▶ What to work on
A - In the article on Belgium's harmonized "durable medium" concept, where in the Code of Economic Law is the European definition implemented?
B - Continue the article on Belgium's harmonized "durable medium" concept with the passage that follows its last sentence.
[Quoted passage start]
Estimated time to read this article
2 min
Date of publication
20 December 2018
Author(s)
Catherine Houssa, Charlotte De Thaye, Lucien Standaert, Philippe De Prez, Thomas Derval
Categories
Banking, Finance and Insurance, Corporate M&A and Capital Markets, Digital Finance and FinTech

Since the late 1990s, the Belgian legislator has been referring to the notion of ‘durable medium’ in order to indicate a bearer of information. The concept of ‘durable medium’ originally stems from European consumer law[1]. However, various definitions as well as different use cases, often in combination with a link to paper,  could be found spread across a variety of Belgian laws.

The Law of 20 September 2018[2], harmonising the concept of durable medium, should end this double shortage of legal coherence, with regard to the definition of a durable medium on the one hand and regarding its coexistence with paper on the other.

Harmonisation of the concept ‘durable medium’

The conceptual ambiguity caused by the diversity of definitions across a wide range of regulations[3] gave rise to questions on what might be considered as a durable medium, as well as to questions with regard to regulatory disclosure, the use of innovative media such as videos for that purpose and the validity of electronically concluded – paperless – contracts.

This should be solved now through the Belgian legislator’s general adoption of the European definition of a durable medium and the implementation thereof in article I.1, 15° of the Code of Economic Law (CEL), being:

“any instrument which enables a natural or legal person to store information addressed personally to the natural or legal person in a way accessible for future reference for a period of time adequate to the purposes of the information and which allows the unchanged reproduction of the information stored”[4].

The legislator adds that, in so far as these functionalities are preserved, paper or, in a digital environment, an e-mail received by the addressee or an electronic document stored on a storage device or added to an e-mail received by the addressee can be considered as a durable medium.

The general definition shall apply to any notion of durable medium in any Belgian legal or statutory provision. As a consequence, a durable medium referred to in, for instance, the Civil Code also needs to be understood in accordance with the definition laid down in the CEL.

Erasure of explicit references to paper

Before the aforementioned Law of 20 September entered into force, apart from the presence of multiple definitions, the various references to durable medium in relation to paper also caused a lack of clarity.

The legislation mentioned the obligation to provide certain documents differently, namely ‘in writing, or in another durable medium’, ‘on paper, or in another durable medium’, or simply ‘on a durable medium’. Following this recent law, these wordings have now all been modified (hence harmonised) to ‘by means of a durable medium’.

This modification was adopted throughout the Belgian CEL, the Civil Code, the Company Code, the Code governing miscellaneous duties, levies and taxes and the Social Criminal Code (as well as other laws and Royal Decrees) and will hence affect the conclusion of contracts across different sectors.
[Quoted passage end]
[Listed records start]
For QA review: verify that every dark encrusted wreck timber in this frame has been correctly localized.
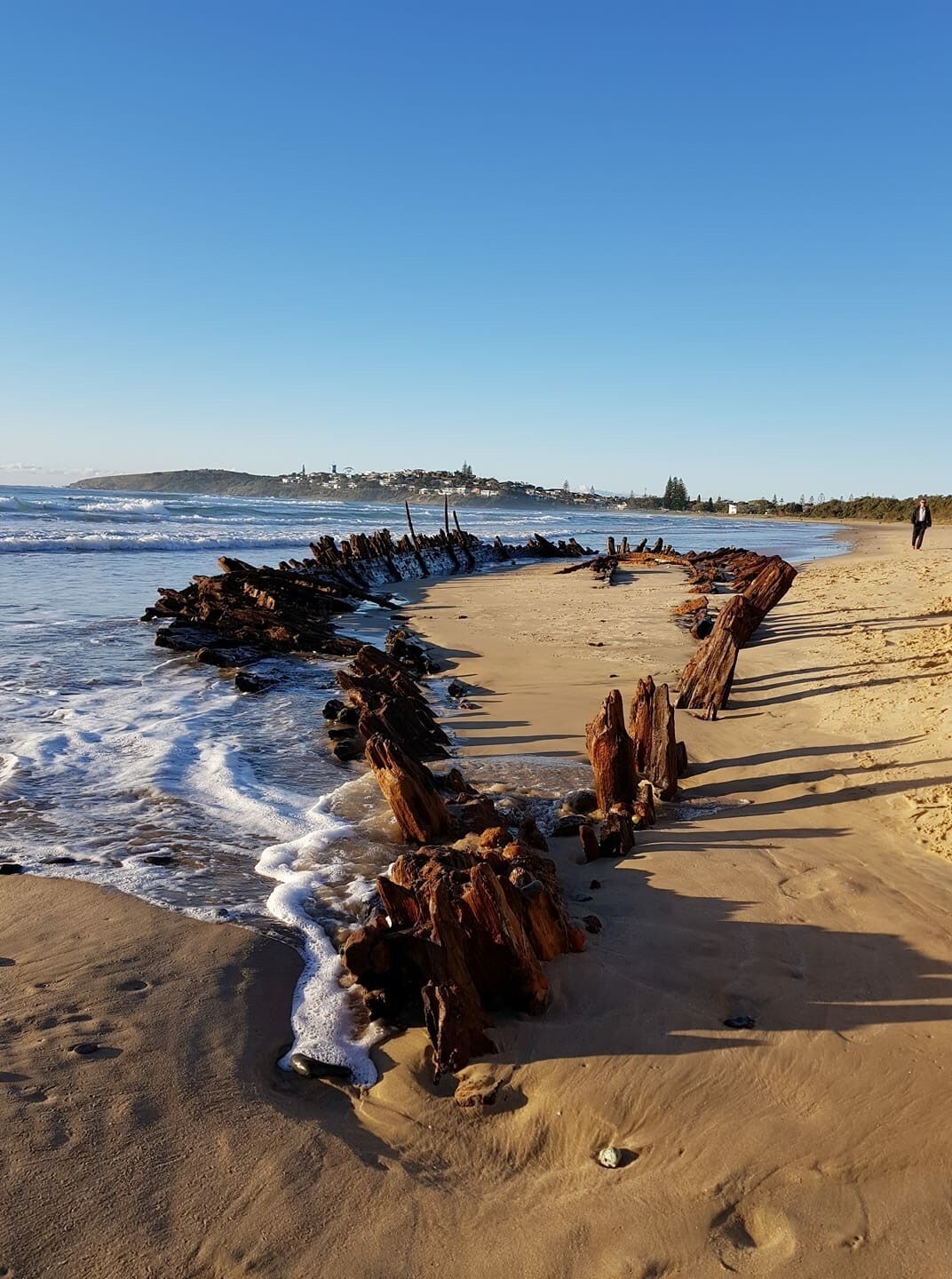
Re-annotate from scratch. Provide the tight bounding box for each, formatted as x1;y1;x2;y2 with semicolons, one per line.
143;520;591;685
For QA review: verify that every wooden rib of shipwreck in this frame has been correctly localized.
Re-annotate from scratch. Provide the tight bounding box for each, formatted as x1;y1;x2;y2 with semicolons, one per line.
678;555;797;719
143;511;591;691
343;736;584;1081
578;677;687;862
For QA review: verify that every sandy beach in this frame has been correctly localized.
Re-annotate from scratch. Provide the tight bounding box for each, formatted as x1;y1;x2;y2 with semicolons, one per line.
0;526;952;1279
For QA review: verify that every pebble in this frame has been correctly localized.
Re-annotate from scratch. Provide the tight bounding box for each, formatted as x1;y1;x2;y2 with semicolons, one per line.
562;787;599;814
453;1076;499;1107
595;1146;622;1168
290;1053;351;1079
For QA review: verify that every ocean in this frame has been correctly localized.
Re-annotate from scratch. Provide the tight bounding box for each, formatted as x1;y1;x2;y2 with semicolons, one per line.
0;488;844;1084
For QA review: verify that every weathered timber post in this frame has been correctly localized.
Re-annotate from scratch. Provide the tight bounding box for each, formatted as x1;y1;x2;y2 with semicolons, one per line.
368;735;453;844
584;688;636;814
677;595;757;719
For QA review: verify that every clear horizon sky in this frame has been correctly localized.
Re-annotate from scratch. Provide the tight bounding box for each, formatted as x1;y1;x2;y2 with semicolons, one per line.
0;0;952;499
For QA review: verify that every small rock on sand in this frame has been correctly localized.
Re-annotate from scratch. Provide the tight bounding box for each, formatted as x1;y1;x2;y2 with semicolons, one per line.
453;1075;499;1107
290;1053;351;1079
[Listed records end]
▶ Expected answers
A - Article I.1, 15° of the Code of Economic Law

B -
It should be noted that a durable medium and paper should both perform the same three functions, which are the following:

  1. To ensure the continued existence of the information so that it remains accessible in the future;
  2. To ensure the protection of the integrity of the information so that an identical reproduction of the information is possible and changes are prevented as much as possible;
  3. To ensure readability of the information so that the information can be read and referred to.

Paper and durable medium are therefore generic terms, forming two functionally equivalent solutions, both usable for different methods deployed in a traditional environment (on paper) or in a digital context (on ‘another’ durable medium, e.g. an e-mail).

The harmonisation of the use of the concept of durable medium led to the removal of explicit references to paper as well as to ‘another’ durable medium, which is consistent with the fact that paper is considered a durable medium and further explicit distinction appears unnecessary.

Adaptation to modern times?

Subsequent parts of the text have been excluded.